BEGIN INFORMATION

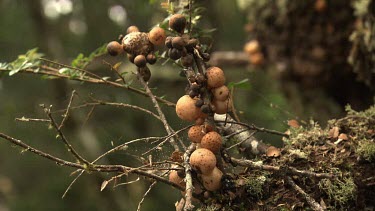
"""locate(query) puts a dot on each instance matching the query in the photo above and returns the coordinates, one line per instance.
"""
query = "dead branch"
(63, 138)
(311, 201)
(188, 178)
(144, 196)
(161, 115)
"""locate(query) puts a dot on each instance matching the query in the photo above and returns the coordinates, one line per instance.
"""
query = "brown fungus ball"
(186, 109)
(212, 141)
(114, 48)
(221, 93)
(151, 58)
(177, 22)
(203, 161)
(252, 47)
(140, 61)
(196, 133)
(221, 107)
(178, 43)
(212, 181)
(215, 77)
(137, 43)
(157, 36)
(173, 177)
(132, 29)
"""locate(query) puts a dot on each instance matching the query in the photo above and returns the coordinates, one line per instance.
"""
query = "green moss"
(366, 150)
(340, 192)
(254, 186)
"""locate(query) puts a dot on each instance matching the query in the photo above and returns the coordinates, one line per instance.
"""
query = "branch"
(41, 153)
(67, 110)
(313, 204)
(161, 114)
(97, 168)
(189, 180)
(49, 71)
(63, 138)
(144, 196)
(240, 133)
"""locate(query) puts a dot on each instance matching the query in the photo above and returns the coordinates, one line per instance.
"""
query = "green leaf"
(24, 61)
(243, 84)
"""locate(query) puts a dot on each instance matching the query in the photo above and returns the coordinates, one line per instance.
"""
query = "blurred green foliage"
(38, 184)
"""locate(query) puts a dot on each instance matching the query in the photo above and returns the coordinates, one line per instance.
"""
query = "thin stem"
(161, 114)
(188, 178)
(63, 138)
(67, 110)
(144, 196)
(253, 127)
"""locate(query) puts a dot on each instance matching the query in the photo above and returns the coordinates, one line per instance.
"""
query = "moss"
(340, 192)
(254, 186)
(366, 150)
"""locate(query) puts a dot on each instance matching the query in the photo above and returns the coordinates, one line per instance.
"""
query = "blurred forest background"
(305, 74)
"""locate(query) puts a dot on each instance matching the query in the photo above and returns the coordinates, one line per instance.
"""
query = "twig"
(115, 70)
(67, 110)
(311, 201)
(253, 127)
(144, 196)
(188, 178)
(240, 142)
(63, 138)
(97, 168)
(40, 153)
(49, 71)
(72, 183)
(166, 139)
(88, 116)
(161, 114)
(241, 134)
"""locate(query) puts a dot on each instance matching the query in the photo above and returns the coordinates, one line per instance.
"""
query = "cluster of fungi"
(206, 94)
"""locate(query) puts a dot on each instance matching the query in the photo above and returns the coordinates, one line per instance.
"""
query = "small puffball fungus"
(177, 22)
(114, 48)
(196, 133)
(151, 58)
(256, 58)
(215, 77)
(140, 61)
(203, 161)
(157, 36)
(221, 107)
(173, 177)
(212, 181)
(186, 109)
(137, 43)
(273, 152)
(212, 141)
(221, 93)
(132, 29)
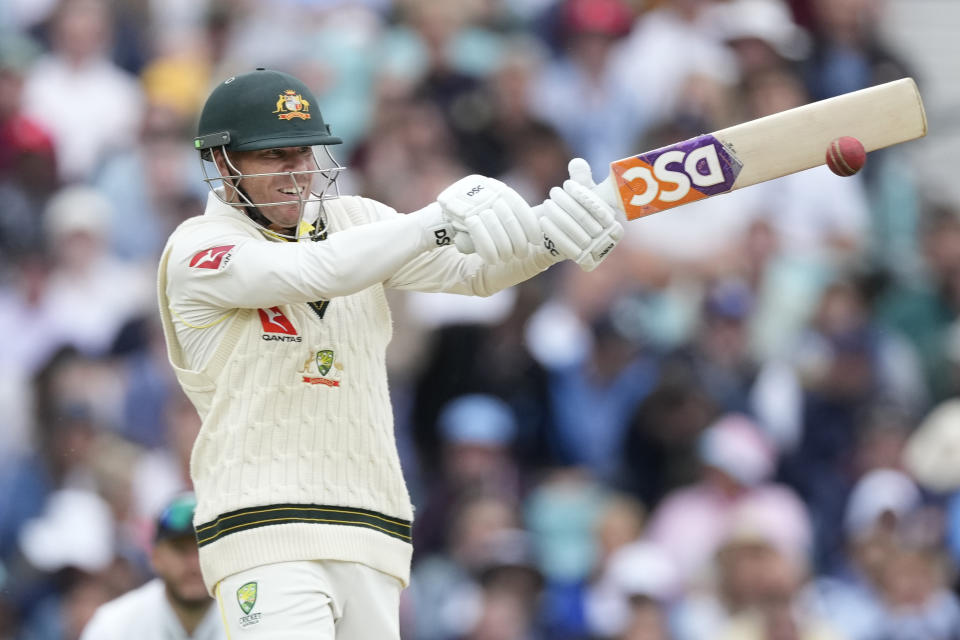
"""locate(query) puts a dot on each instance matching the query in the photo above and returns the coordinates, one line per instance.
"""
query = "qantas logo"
(273, 321)
(211, 258)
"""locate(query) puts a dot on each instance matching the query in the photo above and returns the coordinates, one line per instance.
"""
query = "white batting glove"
(490, 218)
(577, 223)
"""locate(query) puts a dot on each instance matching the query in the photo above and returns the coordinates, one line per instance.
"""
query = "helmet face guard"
(313, 187)
(266, 109)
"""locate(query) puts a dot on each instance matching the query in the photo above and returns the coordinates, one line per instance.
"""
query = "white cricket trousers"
(310, 600)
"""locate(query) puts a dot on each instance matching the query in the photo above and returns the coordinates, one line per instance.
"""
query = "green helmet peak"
(262, 109)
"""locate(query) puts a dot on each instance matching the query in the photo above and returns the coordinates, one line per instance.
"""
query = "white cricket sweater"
(281, 348)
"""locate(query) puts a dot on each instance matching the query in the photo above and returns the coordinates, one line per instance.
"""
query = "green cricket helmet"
(265, 109)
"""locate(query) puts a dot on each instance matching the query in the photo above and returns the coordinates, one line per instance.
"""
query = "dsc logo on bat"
(670, 176)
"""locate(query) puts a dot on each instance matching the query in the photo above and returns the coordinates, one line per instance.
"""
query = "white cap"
(644, 569)
(767, 20)
(735, 445)
(932, 453)
(75, 530)
(77, 209)
(878, 492)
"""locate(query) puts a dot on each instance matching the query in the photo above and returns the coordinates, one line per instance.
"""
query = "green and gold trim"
(244, 519)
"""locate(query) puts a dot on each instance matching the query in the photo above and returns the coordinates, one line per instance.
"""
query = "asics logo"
(273, 321)
(549, 245)
(210, 258)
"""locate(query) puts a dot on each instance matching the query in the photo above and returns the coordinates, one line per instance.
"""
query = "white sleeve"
(239, 271)
(449, 271)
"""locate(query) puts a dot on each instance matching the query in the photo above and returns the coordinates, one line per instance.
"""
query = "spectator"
(175, 604)
(581, 95)
(738, 461)
(92, 107)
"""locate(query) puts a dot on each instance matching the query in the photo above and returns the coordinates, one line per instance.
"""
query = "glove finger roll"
(599, 210)
(553, 235)
(565, 222)
(575, 210)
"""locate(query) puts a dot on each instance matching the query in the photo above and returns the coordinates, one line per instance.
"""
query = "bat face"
(674, 175)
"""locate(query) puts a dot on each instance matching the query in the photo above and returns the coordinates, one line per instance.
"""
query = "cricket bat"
(763, 149)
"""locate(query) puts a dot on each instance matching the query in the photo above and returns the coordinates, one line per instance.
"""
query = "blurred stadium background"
(744, 425)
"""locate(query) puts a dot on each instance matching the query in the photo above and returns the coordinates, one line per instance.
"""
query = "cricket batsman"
(273, 309)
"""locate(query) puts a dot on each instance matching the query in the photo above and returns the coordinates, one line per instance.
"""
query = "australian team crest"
(324, 361)
(321, 367)
(291, 104)
(247, 596)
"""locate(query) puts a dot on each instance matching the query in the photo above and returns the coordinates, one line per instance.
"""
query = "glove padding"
(577, 223)
(490, 218)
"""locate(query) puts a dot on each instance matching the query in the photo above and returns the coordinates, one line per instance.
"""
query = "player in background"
(276, 324)
(175, 604)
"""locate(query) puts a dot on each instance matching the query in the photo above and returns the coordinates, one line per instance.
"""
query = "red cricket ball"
(846, 156)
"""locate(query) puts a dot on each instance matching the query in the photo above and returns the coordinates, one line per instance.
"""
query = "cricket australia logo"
(247, 598)
(292, 105)
(320, 367)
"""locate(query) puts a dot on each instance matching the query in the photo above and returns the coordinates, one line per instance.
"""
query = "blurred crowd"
(744, 425)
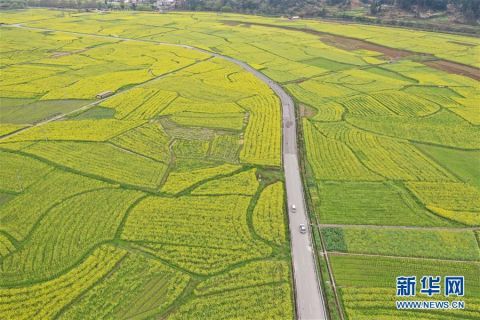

END INFORMATION

WHAT THE TASK REQUIRES.
From the first line to the last, repeat the records above exactly, leaving out the pictures.

RESPONSE BELOW.
"""locate(query) puts a dot on each instance matching the query in the photo above and returns the coordinates, one line per instance.
"""
query = "dead branch"
(63, 138)
(311, 201)
(188, 178)
(144, 196)
(161, 115)
"""locate(query) puts a dot on each instance matching the query in the photo above and returns the coordinates, one line per instance.
"""
query = "brown fungus ball"
(186, 109)
(212, 141)
(114, 48)
(221, 93)
(151, 58)
(177, 22)
(203, 161)
(252, 47)
(140, 61)
(196, 133)
(221, 107)
(178, 43)
(212, 181)
(215, 77)
(137, 43)
(157, 36)
(173, 177)
(132, 29)
"""locate(query) puts a dot on each instance matching the query in the photo above and returns the coordinates, one line per instance.
"""
query = "green moss"
(366, 150)
(340, 192)
(254, 186)
"""locate(query) puts a dot on each instance matching the query in the photo above and returns the coordinates, one line per instance.
"""
query = "branch"
(41, 153)
(67, 110)
(313, 204)
(161, 114)
(97, 168)
(189, 180)
(49, 71)
(63, 138)
(144, 196)
(240, 133)
"""locate(query) puts a dot on each instance matching the query in the photo above and returns the coordinates, one line per instance.
"""
query = "green leaf"
(24, 61)
(243, 84)
"""locate(query) puts a dot on each instance matching the query in the photo above and returns the coordinates, one line per instance.
"""
query = "blurred green foliage"
(38, 184)
"""locate(query) puts a dot on each instance matching the query in the photo above and returns the coordinates, one line per instance.
"""
query = "thin stem"
(161, 114)
(188, 178)
(63, 138)
(67, 110)
(144, 196)
(253, 127)
"""locate(query) puts a dot on each instance matching the query in the photo above and returns the coordinates, one line per instance.
"""
query = "moss"
(340, 192)
(254, 186)
(366, 150)
"""locate(query) puts a dot on each instance matching the query in the photo above and returns the coordinates, one line per instance.
"""
query = "blurred forest background"
(305, 74)
"""locate(query) puts a dot on each instance matching the query in the photo above and returns the coordinates, one line per instance.
"""
query = "twig"
(115, 70)
(67, 110)
(311, 201)
(253, 127)
(144, 196)
(188, 178)
(240, 142)
(63, 138)
(97, 168)
(40, 153)
(49, 71)
(72, 183)
(166, 139)
(88, 116)
(161, 114)
(241, 134)
"""locate(query) puts a dot on each instance matching the query in the photo above and returns the coordinates, one line per instance.
"""
query = "cluster of fungi"
(206, 94)
"""locate(query) puts a dot on each instance matching the query in the photo above and returns the coordinates, one line per instance.
"""
query = "small puffball fungus"
(177, 22)
(114, 48)
(196, 133)
(151, 58)
(256, 58)
(215, 77)
(140, 61)
(203, 161)
(157, 36)
(221, 107)
(173, 177)
(212, 181)
(186, 109)
(137, 43)
(273, 152)
(212, 141)
(221, 93)
(132, 29)
"""locate(query) puts a dot on each instance matching the query in the photo above and returns the coordinates, one line per instance.
"""
query = "qantas logo"
(273, 321)
(211, 258)
"""locate(query) puts a dot on each instance matching the query in the photo above and returns the coordinates, one line per instance.
"""
query = "white batting glove"
(490, 218)
(577, 223)
"""locate(query) puts a dot on each instance matching the query in the photo above and returns the coordinates, one line per instance.
"""
query = "helmet face guard"
(313, 187)
(266, 109)
"""locate(query) puts a dot on each instance matching the query in the photo above and returns the coordinates, one line per instance.
"""
query = "white cricket trousers"
(310, 600)
"""locate(query) puts a dot on each instance matching the query in the photo above and returns the coordinates, one line per instance.
"""
query = "green helmet peak"
(262, 109)
"""locate(query) puts a dot on each instance matching the query in the photo above and returns the coordinates, one line per instance.
"""
query = "white cricket sweater"
(281, 348)
"""locate(query) puts a dot on each instance matching the query in the photo above and returns the coordinates, one line per instance.
"""
query = "green cricket helmet"
(265, 109)
"""locate(query) puts a dot on each instance matching the query in the photo above and returns the coordinates, one line per instance.
"""
query = "dsc logo on bat"
(670, 176)
"""locate(query) puts a dot on each instance matching the query in the photo above and returns the coordinates, one line per instance.
"""
query = "white cap"
(644, 569)
(767, 20)
(735, 445)
(932, 453)
(75, 530)
(77, 209)
(878, 492)
"""locate(query) puts a dot on each instance matching the query in the photo above and returns the coordinates, one line per instance.
"""
query = "green and gold trim"
(244, 519)
"""locate(query) puts a dot on each instance matching the query in the photo above and returns the coordinates, one line per instance.
"""
query = "asics logo"
(273, 321)
(549, 245)
(210, 258)
"""locate(query) puts a dot on each instance matching the query in the photo above and returns the coordinates, one line per instance.
"""
query = "white sleeve"
(239, 271)
(449, 271)
"""locate(query) puts a dot on each instance matching the query in the photo above and returns the coordinates, one line per instance.
"""
query = "spectator"
(175, 604)
(581, 95)
(738, 461)
(92, 107)
"""locate(query) puts a dot on each instance matching the query in the photo above and returns the coordinates, one line per instance.
"""
query = "glove finger roll"
(599, 210)
(553, 235)
(565, 222)
(575, 210)
"""locate(query) puts a dot on each instance matching the query in the photo above and returns the coordinates, one line per instance.
"""
query = "bat face"
(674, 175)
"""locate(query) puts a dot on each instance matching the query in the photo above and returns the coordinates, one line per instance.
"""
query = "cricket bat"
(763, 149)
"""locate(query) puts a dot on each instance matching the query in the photo above and returns the coordinates, one line per instance.
"""
query = "blurred stadium background"
(744, 425)
"""locate(query) puts a dot on each instance matching the query in the photo above and returns the coordinates, one line per instance.
"""
query = "cricket batsman"
(273, 309)
"""locate(query) puts a dot on each instance matching the query in the photo above and returns the coordinates, one line per instance.
"""
query = "australian team crest"
(324, 361)
(321, 367)
(291, 104)
(247, 596)
"""locate(query) puts a dot on each instance matching the query in the photo above and returns the coordinates, one line per instance.
"""
query = "glove padding"
(577, 223)
(490, 218)
"""locate(query) puts a dot on each instance matching the query in the photo above and returns the coordinates, one line per instance.
"""
query = "player in background"
(276, 324)
(175, 604)
"""locate(query) puts a dot on each instance matching the query in the photo above and returns the coordinates, one line per instance.
"""
query = "red cricket ball"
(846, 156)
"""locate(query) puts a dot on each instance matching the query in the photo above and returns the coordinates, one line per instance.
"""
query = "cricket australia logo"
(247, 598)
(292, 105)
(320, 367)
"""locate(query) puts a dot on each instance matching the query in the photo above and returns the coordinates, one line per instance.
"""
query = "blurred crowd"
(744, 425)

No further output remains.